> ASSIGNED TASK: Retype the listing that follows without a single change.

[[ DATASET open ]]

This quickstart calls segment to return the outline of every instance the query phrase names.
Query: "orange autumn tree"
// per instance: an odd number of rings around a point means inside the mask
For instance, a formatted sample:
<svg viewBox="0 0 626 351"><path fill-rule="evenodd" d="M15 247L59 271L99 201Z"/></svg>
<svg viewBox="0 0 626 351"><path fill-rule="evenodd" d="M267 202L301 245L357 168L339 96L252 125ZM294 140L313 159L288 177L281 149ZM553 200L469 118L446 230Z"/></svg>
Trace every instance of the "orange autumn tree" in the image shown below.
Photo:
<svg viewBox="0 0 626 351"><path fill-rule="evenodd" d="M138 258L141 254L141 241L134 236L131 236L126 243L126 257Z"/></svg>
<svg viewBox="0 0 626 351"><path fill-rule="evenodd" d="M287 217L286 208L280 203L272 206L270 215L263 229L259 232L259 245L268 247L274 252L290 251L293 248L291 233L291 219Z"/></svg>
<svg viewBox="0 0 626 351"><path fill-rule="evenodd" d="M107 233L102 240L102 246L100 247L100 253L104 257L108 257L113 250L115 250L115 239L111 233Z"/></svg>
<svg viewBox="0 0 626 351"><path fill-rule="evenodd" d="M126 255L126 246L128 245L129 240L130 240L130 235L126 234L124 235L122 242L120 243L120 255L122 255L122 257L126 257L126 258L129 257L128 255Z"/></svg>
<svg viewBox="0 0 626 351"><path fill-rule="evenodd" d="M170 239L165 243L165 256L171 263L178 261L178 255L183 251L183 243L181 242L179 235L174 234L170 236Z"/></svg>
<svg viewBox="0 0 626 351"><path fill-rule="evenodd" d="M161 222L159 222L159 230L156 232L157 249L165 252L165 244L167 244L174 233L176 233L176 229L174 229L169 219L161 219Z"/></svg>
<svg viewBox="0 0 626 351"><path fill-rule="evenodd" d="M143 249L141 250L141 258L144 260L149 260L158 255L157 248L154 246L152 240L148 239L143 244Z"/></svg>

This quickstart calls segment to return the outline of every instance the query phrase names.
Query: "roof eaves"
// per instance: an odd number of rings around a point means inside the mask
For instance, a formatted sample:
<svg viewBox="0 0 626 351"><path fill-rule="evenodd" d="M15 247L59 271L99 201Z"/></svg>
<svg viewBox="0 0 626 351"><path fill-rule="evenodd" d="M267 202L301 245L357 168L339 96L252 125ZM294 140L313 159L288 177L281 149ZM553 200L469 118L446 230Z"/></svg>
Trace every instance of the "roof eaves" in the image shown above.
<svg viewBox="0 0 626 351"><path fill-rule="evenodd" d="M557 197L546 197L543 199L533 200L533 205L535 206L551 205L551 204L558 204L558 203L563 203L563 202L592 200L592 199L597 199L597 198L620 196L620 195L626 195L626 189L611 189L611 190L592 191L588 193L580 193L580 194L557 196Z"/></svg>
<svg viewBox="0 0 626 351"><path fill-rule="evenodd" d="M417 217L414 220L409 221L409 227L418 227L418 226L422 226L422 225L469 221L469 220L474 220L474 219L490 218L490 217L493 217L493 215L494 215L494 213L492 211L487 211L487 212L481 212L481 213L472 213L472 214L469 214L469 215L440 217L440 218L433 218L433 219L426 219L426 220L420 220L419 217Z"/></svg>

[[ DATASET closed ]]

> EXERCISE RESPONSE:
This quickstart calls segment to return the outline of every instance the query phrase names.
Query: "orange autumn tree"
// per instance: an odd number of rings around a point means inside the mask
For instance, a formatted sample:
<svg viewBox="0 0 626 351"><path fill-rule="evenodd" d="M15 247L59 271L99 201Z"/></svg>
<svg viewBox="0 0 626 351"><path fill-rule="evenodd" d="M267 202L301 245L357 168L339 96L252 125ZM294 140L313 159L288 177L281 149ZM553 200L469 118L446 230Z"/></svg>
Trace every instance of the "orange autumn tree" in the image shown below.
Photo:
<svg viewBox="0 0 626 351"><path fill-rule="evenodd" d="M138 258L141 254L141 241L134 236L131 236L126 243L126 257Z"/></svg>
<svg viewBox="0 0 626 351"><path fill-rule="evenodd" d="M287 217L286 208L280 203L272 206L270 215L263 229L259 232L259 245L268 247L274 252L290 251L293 248L291 233L291 219Z"/></svg>
<svg viewBox="0 0 626 351"><path fill-rule="evenodd" d="M107 233L102 240L102 246L100 247L100 253L104 257L108 257L113 250L115 250L115 239L111 233Z"/></svg>
<svg viewBox="0 0 626 351"><path fill-rule="evenodd" d="M126 255L126 246L128 245L129 240L130 240L130 235L126 234L124 235L122 242L120 243L120 255L122 255L122 257L126 257L126 258L129 257L128 255Z"/></svg>
<svg viewBox="0 0 626 351"><path fill-rule="evenodd" d="M170 239L165 243L165 256L171 263L178 261L178 255L183 251L183 243L181 242L179 235L174 234L170 236Z"/></svg>
<svg viewBox="0 0 626 351"><path fill-rule="evenodd" d="M161 222L159 222L159 230L156 232L157 249L165 252L165 244L167 244L174 233L176 233L176 229L174 229L169 219L161 219Z"/></svg>
<svg viewBox="0 0 626 351"><path fill-rule="evenodd" d="M143 249L141 250L141 258L144 260L149 260L158 255L157 248L154 246L152 240L148 239L143 244Z"/></svg>

This quickstart calls segment to return the outline of every instance the query phrase names.
Query: "roof eaves"
// per instance: an odd number of rings around a point means inside the mask
For instance, a formatted sample:
<svg viewBox="0 0 626 351"><path fill-rule="evenodd" d="M15 247L59 271L99 201Z"/></svg>
<svg viewBox="0 0 626 351"><path fill-rule="evenodd" d="M267 202L301 245L357 168L339 96L252 125ZM294 140L313 159L288 177L281 149ZM553 200L469 118L446 230Z"/></svg>
Trace every instance of the "roof eaves" in the image shown above.
<svg viewBox="0 0 626 351"><path fill-rule="evenodd" d="M557 197L546 197L543 199L533 200L533 205L535 206L551 205L551 204L558 204L558 203L563 203L563 202L592 200L592 199L597 199L597 198L620 196L620 195L626 195L626 189L611 189L611 190L592 191L588 193L580 193L580 194L557 196Z"/></svg>
<svg viewBox="0 0 626 351"><path fill-rule="evenodd" d="M417 217L414 220L409 221L409 227L418 227L418 226L422 226L422 225L469 221L469 220L474 220L474 219L490 218L490 217L493 217L493 215L494 215L494 213L492 211L487 211L487 212L481 212L481 213L472 213L472 214L469 214L469 215L440 217L440 218L433 218L433 219L426 219L426 220L420 220L419 217Z"/></svg>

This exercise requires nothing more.